* **Texte à lire**
----------
Dans un certain nombre d'études cas-témoins, on a examiné la relation entre la carence en folates et l'apparition d'une dysplasie cervicale 10-12. Butterworth et coll. ont étudié notamment des femmes en âge de procréer qui fréquentaient la clinique d'un service de santé de comté pour un examen médical courant ou pour des conseils dans le domaine de la planification familiale 3 . Toutes les femmes dont les frottis de Pap étaient anormaux ont été orientées vers une clinique de colposcopie, où a été pratiqué un second test de Pap de même qu'un examen gynécologique, un frottis pour la détection de pathogènes, un examen des produits de raclage pour la détection du VPH et des prélèvements sanguins en vue du dosage de 12 indices nutritionnels, dont les concentrations érythrocytaires de folates.

Il s'agissait de la première étude de ce type à mettre en évidence une interaction entre la concentration de folates et les facteurs de risque de dysplasie cervicale. Bien que le risque de dysplasie cervicale ne fut pas associé aux concentrations plasmatiques de nutriments, un faible taux érythrocytaire de folates contribuait à intensifier l'effet de l'infection par le VPH. Le rapport de cotes (ajusté) pour le VPH-16 s'établissait à 1,1 chez les femmes dont les concentrations de folates étaient supérieures à 660 nmol/L, mais atteignaient 5,1 (intervalle de confiance à 95 % [IC] = 2,3-11) chez les femmes qui présentaient des taux plus faibles.

Parmi tous les articles dépouillés, seule cette étude tentait de vérifier la classification des cas et des témoins. Les frottis provenant du centre de planification familiale qui étaient négatifs à la colposcopie ont été réévalués, et les faux positifs ont été exclus. Afin de réduire encore plus le risque de résultats faussement positifs, les cas qui ne présentaient pas de lésions visibles à la colposcopie ont également été exclus. Sur les 237 témoins potentiels, un a été reclassé parmi les cas et 66 ont été exclus en raison de données cytologiques ou colposcopiques non concluantes. Malheureusement, comme on n'a pas prélevé d'échantillons histologiques, il a été impossible d'évaluer la sensibilité et la spécificité des frottis de Pap.
----------
* **Données fournies**
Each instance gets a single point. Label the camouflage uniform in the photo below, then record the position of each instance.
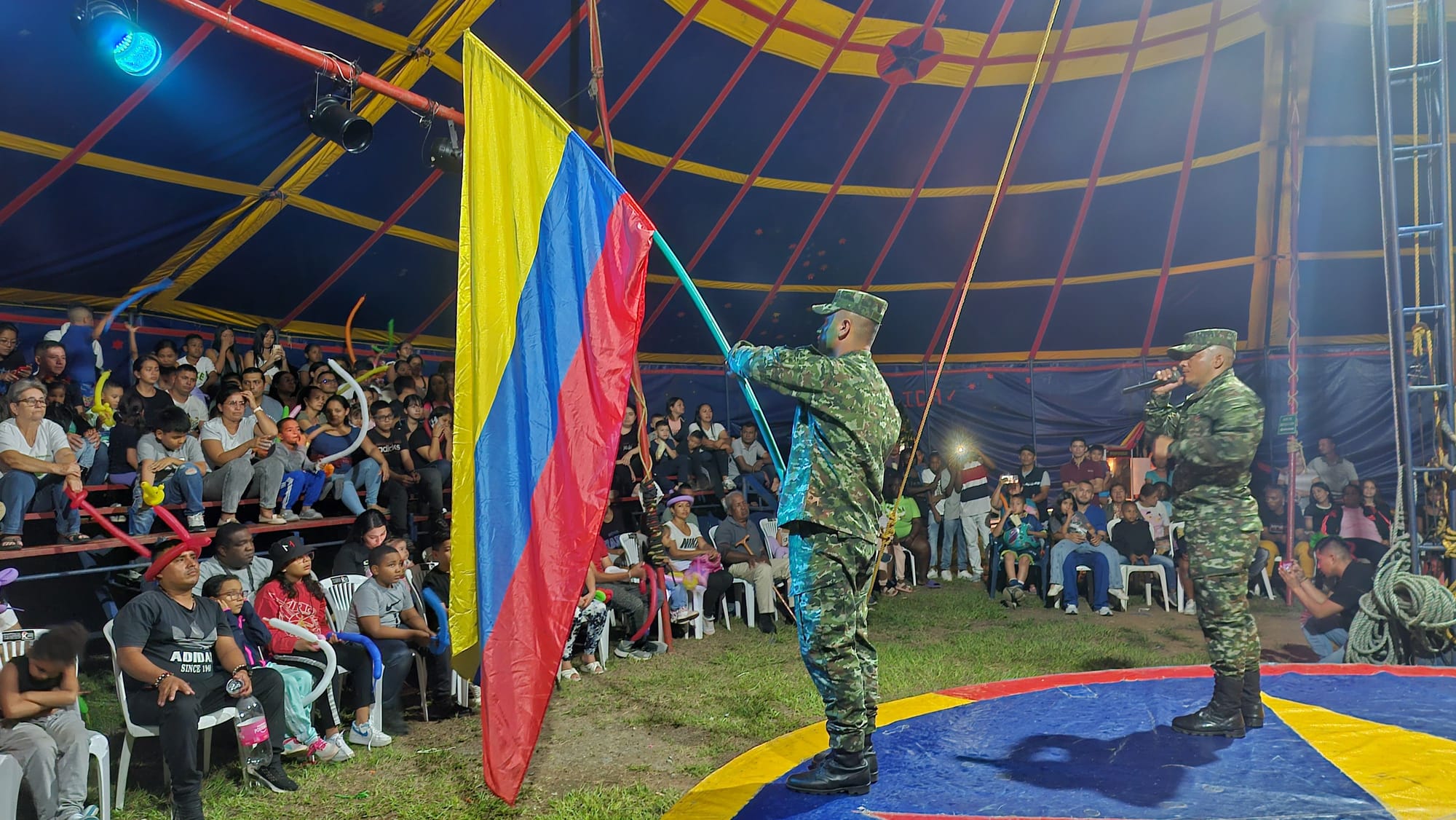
----------
* **Consignes de l'exercice**
**A)** D'après le texte sur les folates et la dysplasie cervicale :
(i) Vers quel type de clinique les femmes dont les frottis de Pap étaient anormaux ont-elles été orientées ?
(ii) Quel était le rapport de cotes ajusté pour le VPH-16 chez les femmes dont les concentrations de folates dépassaient 660 nmol/L ?
(iii) Combien des 237 témoins potentiels ont été exclus en raison de données cytologiques ou colposcopiques non concluantes ?
**B)** Pouvez-vous recopier le passage du texte sur les folates et la dysplasie cervicale allant de « Parmi tous les » jusqu'à « frottis de Pap. » ?

* **Corrigé de l'exercice**
**A)**
(i) Vers une clinique de colposcopie.
(ii) 1,1.
(iii) 66.

**B)**
Parmi tous les articles dépouillés, seule cette étude tentait de vérifier la classification des cas et des témoins. Les frottis provenant du centre de planification familiale qui étaient négatifs à la colposcopie ont été réévalués, et les faux positifs ont été exclus. Afin de réduire encore plus le risque de résultats faussement positifs, les cas qui ne présentaient pas de lésions visibles à la colposcopie ont également été exclus. Sur les 237 témoins potentiels, un a été reclassé parmi les cas et 66 ont été exclus en raison de données cytologiques ou colposcopiques non concluantes. Malheureusement, comme on n'a pas prélevé d'échantillons histologiques, il a été impossible d'évaluer la sensibilité et la spécificité des frottis de Pap.